>> BEGIN RECORDS PROVIDED

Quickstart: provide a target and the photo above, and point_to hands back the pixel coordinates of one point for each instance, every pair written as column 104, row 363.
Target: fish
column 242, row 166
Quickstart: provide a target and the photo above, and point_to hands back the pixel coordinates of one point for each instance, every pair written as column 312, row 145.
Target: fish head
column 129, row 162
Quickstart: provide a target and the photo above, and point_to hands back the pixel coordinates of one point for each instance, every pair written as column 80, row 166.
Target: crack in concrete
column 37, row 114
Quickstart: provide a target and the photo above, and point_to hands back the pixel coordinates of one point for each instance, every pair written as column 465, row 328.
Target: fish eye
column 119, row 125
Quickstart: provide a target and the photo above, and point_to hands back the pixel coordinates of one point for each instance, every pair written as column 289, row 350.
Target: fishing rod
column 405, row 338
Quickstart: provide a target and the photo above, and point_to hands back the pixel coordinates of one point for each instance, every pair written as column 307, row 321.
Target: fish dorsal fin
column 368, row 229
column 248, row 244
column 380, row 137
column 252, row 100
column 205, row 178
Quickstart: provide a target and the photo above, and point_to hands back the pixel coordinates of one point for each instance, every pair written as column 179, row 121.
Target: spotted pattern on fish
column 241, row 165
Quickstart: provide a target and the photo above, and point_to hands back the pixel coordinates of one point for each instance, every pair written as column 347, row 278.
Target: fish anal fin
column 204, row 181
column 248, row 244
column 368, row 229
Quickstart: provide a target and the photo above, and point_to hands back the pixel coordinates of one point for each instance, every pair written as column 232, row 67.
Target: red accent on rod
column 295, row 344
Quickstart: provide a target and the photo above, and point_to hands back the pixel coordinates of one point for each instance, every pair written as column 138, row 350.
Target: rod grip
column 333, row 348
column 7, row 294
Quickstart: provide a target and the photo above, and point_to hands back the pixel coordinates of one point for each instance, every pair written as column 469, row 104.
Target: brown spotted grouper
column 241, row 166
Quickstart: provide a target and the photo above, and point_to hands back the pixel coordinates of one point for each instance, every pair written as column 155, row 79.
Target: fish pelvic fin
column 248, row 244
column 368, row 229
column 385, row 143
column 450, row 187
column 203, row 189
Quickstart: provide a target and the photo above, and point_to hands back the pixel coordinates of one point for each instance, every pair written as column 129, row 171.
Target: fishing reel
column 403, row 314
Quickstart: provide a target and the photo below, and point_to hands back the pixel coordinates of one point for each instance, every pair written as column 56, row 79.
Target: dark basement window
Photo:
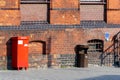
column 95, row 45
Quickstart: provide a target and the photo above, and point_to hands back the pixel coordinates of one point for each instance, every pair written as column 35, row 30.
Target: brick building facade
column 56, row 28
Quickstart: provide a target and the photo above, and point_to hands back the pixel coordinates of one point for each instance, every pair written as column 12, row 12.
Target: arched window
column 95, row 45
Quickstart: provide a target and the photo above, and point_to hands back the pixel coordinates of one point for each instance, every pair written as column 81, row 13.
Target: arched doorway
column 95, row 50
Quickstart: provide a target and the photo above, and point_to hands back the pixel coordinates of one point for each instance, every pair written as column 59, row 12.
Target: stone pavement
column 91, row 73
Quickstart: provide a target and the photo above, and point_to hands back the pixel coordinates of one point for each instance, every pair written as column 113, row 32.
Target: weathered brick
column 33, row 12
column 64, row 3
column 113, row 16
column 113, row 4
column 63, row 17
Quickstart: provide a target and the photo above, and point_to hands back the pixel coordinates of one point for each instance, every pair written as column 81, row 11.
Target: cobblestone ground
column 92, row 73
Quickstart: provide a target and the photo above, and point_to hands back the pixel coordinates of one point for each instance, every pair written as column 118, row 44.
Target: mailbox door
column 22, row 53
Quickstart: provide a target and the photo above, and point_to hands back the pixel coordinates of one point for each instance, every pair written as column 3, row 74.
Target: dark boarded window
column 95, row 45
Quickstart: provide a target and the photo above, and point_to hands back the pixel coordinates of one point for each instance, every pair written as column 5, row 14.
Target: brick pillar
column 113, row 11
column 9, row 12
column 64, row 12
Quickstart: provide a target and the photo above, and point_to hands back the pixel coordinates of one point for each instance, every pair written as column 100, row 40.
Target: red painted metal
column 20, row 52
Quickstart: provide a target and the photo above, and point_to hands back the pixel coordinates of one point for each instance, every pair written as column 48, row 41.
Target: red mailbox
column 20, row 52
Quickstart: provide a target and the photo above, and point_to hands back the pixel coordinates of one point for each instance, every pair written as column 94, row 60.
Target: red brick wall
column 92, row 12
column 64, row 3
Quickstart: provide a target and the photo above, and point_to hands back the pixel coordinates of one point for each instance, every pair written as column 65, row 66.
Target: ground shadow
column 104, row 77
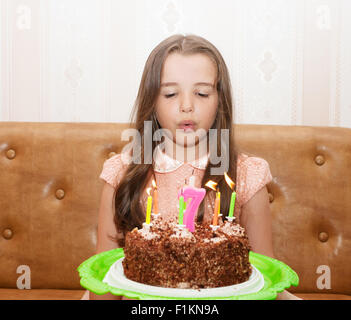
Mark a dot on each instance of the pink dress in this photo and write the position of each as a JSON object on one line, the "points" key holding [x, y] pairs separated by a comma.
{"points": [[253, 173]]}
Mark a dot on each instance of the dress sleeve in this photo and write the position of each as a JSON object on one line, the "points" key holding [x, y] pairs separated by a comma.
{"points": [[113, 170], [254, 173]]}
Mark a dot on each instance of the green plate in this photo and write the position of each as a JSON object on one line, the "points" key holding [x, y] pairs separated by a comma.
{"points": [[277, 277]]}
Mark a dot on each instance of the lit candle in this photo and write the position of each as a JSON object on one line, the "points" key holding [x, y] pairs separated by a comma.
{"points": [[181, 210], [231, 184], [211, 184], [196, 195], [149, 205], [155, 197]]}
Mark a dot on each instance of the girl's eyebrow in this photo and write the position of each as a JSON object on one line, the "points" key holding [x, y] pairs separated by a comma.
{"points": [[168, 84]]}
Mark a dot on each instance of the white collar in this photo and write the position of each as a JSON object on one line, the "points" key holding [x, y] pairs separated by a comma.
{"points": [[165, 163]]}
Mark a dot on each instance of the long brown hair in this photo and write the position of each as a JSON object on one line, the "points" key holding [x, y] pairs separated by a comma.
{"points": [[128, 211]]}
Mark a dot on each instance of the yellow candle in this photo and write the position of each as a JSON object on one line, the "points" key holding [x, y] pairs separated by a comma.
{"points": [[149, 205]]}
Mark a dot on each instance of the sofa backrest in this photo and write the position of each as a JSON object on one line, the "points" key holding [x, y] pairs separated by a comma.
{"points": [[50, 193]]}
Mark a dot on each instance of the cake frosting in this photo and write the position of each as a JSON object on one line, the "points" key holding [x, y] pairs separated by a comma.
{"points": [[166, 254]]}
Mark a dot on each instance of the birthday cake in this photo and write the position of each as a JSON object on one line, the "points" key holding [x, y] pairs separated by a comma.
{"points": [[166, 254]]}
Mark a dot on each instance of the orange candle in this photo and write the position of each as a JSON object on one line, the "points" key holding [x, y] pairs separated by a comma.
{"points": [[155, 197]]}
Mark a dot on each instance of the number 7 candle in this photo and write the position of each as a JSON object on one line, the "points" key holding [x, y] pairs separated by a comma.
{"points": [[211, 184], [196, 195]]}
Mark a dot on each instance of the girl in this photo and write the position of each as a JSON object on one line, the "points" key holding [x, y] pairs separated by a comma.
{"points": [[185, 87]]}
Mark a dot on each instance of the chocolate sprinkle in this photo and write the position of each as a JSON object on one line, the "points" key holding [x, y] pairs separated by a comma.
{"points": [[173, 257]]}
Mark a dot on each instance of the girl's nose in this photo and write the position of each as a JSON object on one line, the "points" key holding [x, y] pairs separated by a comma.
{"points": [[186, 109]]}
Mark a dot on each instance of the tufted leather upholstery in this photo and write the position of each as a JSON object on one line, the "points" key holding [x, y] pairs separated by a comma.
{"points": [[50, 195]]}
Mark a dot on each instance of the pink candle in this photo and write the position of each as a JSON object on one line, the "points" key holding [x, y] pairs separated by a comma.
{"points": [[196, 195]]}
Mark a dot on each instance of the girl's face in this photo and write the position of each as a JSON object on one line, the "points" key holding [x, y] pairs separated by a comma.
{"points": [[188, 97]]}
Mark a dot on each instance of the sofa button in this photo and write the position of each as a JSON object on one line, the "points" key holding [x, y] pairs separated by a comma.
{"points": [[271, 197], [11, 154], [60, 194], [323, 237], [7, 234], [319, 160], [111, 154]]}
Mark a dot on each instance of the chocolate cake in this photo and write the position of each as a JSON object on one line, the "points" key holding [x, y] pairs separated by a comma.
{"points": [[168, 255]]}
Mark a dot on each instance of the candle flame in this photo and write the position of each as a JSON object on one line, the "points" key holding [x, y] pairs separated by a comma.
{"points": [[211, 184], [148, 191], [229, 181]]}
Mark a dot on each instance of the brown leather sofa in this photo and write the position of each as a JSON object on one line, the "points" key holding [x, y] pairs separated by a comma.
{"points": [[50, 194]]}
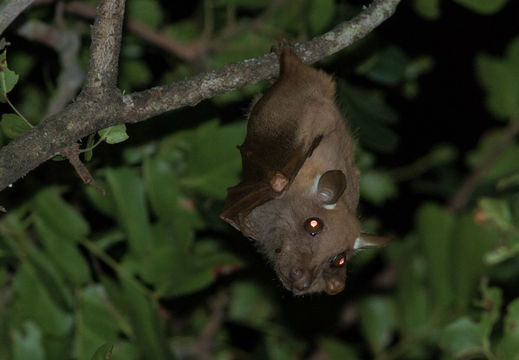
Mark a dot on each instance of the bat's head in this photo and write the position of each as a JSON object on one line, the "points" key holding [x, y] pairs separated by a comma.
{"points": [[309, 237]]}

>> END RECORDS PROVIDED
>> BEGIN RECORDS PROVIDED

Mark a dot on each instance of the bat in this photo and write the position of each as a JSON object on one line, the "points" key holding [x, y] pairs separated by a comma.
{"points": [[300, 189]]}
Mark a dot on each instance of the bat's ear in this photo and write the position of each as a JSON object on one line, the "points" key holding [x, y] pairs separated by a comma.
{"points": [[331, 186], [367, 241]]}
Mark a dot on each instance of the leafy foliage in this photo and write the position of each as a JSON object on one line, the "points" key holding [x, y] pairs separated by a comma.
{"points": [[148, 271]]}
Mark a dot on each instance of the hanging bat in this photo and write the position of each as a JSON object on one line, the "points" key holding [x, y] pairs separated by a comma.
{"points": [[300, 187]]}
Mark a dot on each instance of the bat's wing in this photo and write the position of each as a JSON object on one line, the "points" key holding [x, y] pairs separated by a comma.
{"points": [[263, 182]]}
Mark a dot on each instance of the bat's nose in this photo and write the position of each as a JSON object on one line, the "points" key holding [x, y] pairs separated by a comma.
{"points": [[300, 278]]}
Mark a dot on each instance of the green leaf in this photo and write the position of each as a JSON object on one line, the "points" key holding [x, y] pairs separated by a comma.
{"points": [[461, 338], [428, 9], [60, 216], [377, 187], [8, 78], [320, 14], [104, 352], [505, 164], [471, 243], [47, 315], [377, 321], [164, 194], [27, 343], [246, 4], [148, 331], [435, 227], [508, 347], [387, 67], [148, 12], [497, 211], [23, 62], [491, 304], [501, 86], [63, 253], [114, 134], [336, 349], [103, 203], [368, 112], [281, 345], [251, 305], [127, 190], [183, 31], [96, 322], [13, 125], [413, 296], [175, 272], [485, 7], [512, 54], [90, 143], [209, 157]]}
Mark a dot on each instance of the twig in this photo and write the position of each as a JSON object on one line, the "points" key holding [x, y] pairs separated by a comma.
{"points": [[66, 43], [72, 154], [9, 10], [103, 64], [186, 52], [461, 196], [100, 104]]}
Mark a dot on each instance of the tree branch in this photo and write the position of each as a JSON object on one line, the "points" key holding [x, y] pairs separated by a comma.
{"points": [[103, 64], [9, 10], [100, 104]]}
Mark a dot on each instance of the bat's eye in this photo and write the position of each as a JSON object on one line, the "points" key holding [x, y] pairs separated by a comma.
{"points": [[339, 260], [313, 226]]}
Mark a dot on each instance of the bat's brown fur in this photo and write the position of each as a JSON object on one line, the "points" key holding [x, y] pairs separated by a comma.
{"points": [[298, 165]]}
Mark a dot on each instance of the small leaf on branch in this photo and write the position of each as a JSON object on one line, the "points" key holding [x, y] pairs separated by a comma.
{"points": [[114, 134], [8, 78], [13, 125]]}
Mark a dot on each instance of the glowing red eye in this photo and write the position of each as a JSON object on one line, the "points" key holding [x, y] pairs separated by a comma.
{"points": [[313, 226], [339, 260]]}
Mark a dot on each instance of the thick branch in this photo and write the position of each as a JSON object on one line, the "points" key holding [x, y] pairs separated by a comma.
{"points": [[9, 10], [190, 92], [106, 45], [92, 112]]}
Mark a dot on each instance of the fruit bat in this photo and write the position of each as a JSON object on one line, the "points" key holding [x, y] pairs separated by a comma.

>> END RECORDS PROVIDED

### GOAL
Change "hands back" to "returns" in the material, starting at the line that contains "104, row 363." and ending at the line that contains "column 7, row 294". Leave everything else in those lines unchanged.

### EXERCISE SOLUTION
Quickstart: provide a target and the photo above, and point_to returns the pixel coordinates of one point for each instance, every pair written as column 104, row 363.
Target: fish
column 242, row 166
Quickstart: provide a target and the photo above, and point_to returns the pixel coordinates of one point for each instance, every pair written as column 312, row 145.
Target: fish head
column 129, row 162
Quickstart: provide a target and the photo above, and point_to returns the pixel coordinates of one point for each instance, every pair written as column 80, row 166.
Target: crack in concrete
column 37, row 114
Quickstart: provide a target and the photo above, and point_to returns the pixel coordinates of one point for each instance, every pair written as column 465, row 328.
Target: fish eye
column 119, row 125
Quickstart: provide a target and the photo above, and point_to returns the pixel coordinates of one point for each instance, every pair written as column 289, row 350.
Target: fishing rod
column 405, row 338
Quickstart: provide a target and the photo above, and point_to returns the pixel coordinates of one point for each instance, every pair written as column 307, row 321.
Target: fish dorsal fin
column 368, row 229
column 248, row 244
column 380, row 137
column 252, row 100
column 205, row 178
Quickstart: provide a target and the photo above, and point_to returns the pixel coordinates of one point for each instance, every pair written as column 179, row 121.
Target: spotted pattern on fish
column 241, row 165
Quickstart: provide a target and the photo above, and point_to returns the pixel coordinates of one point for each instance, every pair written as column 347, row 278.
Target: fish anal fin
column 204, row 181
column 248, row 244
column 368, row 229
Quickstart: provide a target and the photo above, and point_to returns the pixel coordinates of one point for each instance, every pair written as column 232, row 67.
Target: red accent on rod
column 295, row 344
Quickstart: provide a target and the photo above, and point_to returns the pixel coordinates of one point for each instance, every pair written as column 138, row 350.
Target: rod grip
column 333, row 348
column 7, row 294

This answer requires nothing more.